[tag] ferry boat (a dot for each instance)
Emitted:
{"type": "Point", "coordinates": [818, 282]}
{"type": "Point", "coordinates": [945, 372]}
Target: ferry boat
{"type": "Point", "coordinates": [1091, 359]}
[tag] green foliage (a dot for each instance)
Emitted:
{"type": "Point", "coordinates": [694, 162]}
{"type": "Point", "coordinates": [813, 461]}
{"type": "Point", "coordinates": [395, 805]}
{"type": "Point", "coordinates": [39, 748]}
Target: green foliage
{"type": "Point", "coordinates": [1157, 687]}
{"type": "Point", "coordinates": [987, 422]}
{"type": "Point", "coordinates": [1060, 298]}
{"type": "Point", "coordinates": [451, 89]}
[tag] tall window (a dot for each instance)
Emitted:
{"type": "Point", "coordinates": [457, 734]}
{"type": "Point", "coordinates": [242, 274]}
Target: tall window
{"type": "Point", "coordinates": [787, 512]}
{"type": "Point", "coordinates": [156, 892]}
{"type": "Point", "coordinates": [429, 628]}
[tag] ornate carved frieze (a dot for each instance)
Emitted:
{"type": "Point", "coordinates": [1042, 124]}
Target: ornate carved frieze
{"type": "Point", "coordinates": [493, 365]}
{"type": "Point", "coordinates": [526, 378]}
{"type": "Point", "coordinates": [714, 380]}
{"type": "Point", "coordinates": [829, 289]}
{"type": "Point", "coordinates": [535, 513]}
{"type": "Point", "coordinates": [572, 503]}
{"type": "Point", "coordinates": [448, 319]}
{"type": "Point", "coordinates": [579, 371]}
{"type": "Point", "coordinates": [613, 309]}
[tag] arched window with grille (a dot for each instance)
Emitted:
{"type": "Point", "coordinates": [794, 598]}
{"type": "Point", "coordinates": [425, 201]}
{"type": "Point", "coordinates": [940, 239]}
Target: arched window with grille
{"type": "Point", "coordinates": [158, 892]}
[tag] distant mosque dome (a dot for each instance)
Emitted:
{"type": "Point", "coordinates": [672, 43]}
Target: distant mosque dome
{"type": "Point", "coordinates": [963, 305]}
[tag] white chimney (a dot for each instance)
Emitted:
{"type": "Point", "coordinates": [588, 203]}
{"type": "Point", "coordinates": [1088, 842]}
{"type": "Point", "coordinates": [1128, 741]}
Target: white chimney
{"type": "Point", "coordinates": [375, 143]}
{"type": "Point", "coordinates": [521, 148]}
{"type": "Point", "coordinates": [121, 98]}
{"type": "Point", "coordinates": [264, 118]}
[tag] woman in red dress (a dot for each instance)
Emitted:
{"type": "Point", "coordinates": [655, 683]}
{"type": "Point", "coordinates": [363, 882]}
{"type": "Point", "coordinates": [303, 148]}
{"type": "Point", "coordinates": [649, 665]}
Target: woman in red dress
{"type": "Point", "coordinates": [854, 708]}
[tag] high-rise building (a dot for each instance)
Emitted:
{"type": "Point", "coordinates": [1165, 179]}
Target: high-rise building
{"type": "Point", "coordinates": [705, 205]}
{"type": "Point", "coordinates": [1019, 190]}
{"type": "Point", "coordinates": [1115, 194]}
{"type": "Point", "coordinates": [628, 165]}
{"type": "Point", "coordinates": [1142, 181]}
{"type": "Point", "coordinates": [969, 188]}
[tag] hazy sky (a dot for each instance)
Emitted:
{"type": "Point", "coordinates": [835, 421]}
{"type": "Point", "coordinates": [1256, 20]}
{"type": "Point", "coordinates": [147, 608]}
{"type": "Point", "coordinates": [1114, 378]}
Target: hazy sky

____

• What is being asked: Reproduce the material exactly, with every line intact.

• Result for this exercise:
[tag] ferry boat (a dot for each instance)
Emitted:
{"type": "Point", "coordinates": [818, 282]}
{"type": "Point", "coordinates": [945, 372]}
Target: ferry boat
{"type": "Point", "coordinates": [1091, 359]}
[tag] green foliage (a dot for each instance)
Emitted:
{"type": "Point", "coordinates": [694, 162]}
{"type": "Point", "coordinates": [813, 461]}
{"type": "Point", "coordinates": [395, 805]}
{"type": "Point", "coordinates": [39, 748]}
Target: green foliage
{"type": "Point", "coordinates": [1157, 687]}
{"type": "Point", "coordinates": [987, 422]}
{"type": "Point", "coordinates": [1060, 298]}
{"type": "Point", "coordinates": [451, 89]}
[tag] tall window (a dot for each instance)
Emitted:
{"type": "Point", "coordinates": [457, 734]}
{"type": "Point", "coordinates": [242, 274]}
Target: tall window
{"type": "Point", "coordinates": [787, 512]}
{"type": "Point", "coordinates": [156, 892]}
{"type": "Point", "coordinates": [429, 628]}
[tag] ornate carved frieze (a dot for each instance)
Emitted:
{"type": "Point", "coordinates": [1042, 124]}
Target: ornate carved frieze
{"type": "Point", "coordinates": [493, 365]}
{"type": "Point", "coordinates": [526, 378]}
{"type": "Point", "coordinates": [714, 380]}
{"type": "Point", "coordinates": [829, 289]}
{"type": "Point", "coordinates": [535, 513]}
{"type": "Point", "coordinates": [572, 503]}
{"type": "Point", "coordinates": [448, 319]}
{"type": "Point", "coordinates": [579, 371]}
{"type": "Point", "coordinates": [613, 309]}
[tag] arched window with grille (a dot for each instance)
Emitted:
{"type": "Point", "coordinates": [794, 598]}
{"type": "Point", "coordinates": [425, 201]}
{"type": "Point", "coordinates": [940, 239]}
Target: arched window with grille
{"type": "Point", "coordinates": [158, 892]}
[tag] distant mosque dome (a dot for each instance)
Emitted:
{"type": "Point", "coordinates": [672, 43]}
Target: distant mosque dome
{"type": "Point", "coordinates": [963, 305]}
[tag] white chimney (a dot for each instance)
Emitted:
{"type": "Point", "coordinates": [588, 203]}
{"type": "Point", "coordinates": [1088, 842]}
{"type": "Point", "coordinates": [1128, 741]}
Target: white chimney
{"type": "Point", "coordinates": [375, 143]}
{"type": "Point", "coordinates": [521, 148]}
{"type": "Point", "coordinates": [121, 98]}
{"type": "Point", "coordinates": [264, 118]}
[tag] woman in red dress (a dot for each instance)
Emitted:
{"type": "Point", "coordinates": [655, 683]}
{"type": "Point", "coordinates": [363, 882]}
{"type": "Point", "coordinates": [303, 148]}
{"type": "Point", "coordinates": [649, 665]}
Target: woman in red dress
{"type": "Point", "coordinates": [854, 708]}
[tag] high-rise building (a dot for each instance)
Emitted:
{"type": "Point", "coordinates": [1165, 179]}
Target: high-rise building
{"type": "Point", "coordinates": [705, 205]}
{"type": "Point", "coordinates": [1019, 190]}
{"type": "Point", "coordinates": [1115, 194]}
{"type": "Point", "coordinates": [628, 165]}
{"type": "Point", "coordinates": [1142, 181]}
{"type": "Point", "coordinates": [969, 188]}
[tag] hazy sky (a dot for each instance)
Emitted:
{"type": "Point", "coordinates": [835, 421]}
{"type": "Point", "coordinates": [1256, 20]}
{"type": "Point", "coordinates": [147, 608]}
{"type": "Point", "coordinates": [1114, 378]}
Target: hazy sky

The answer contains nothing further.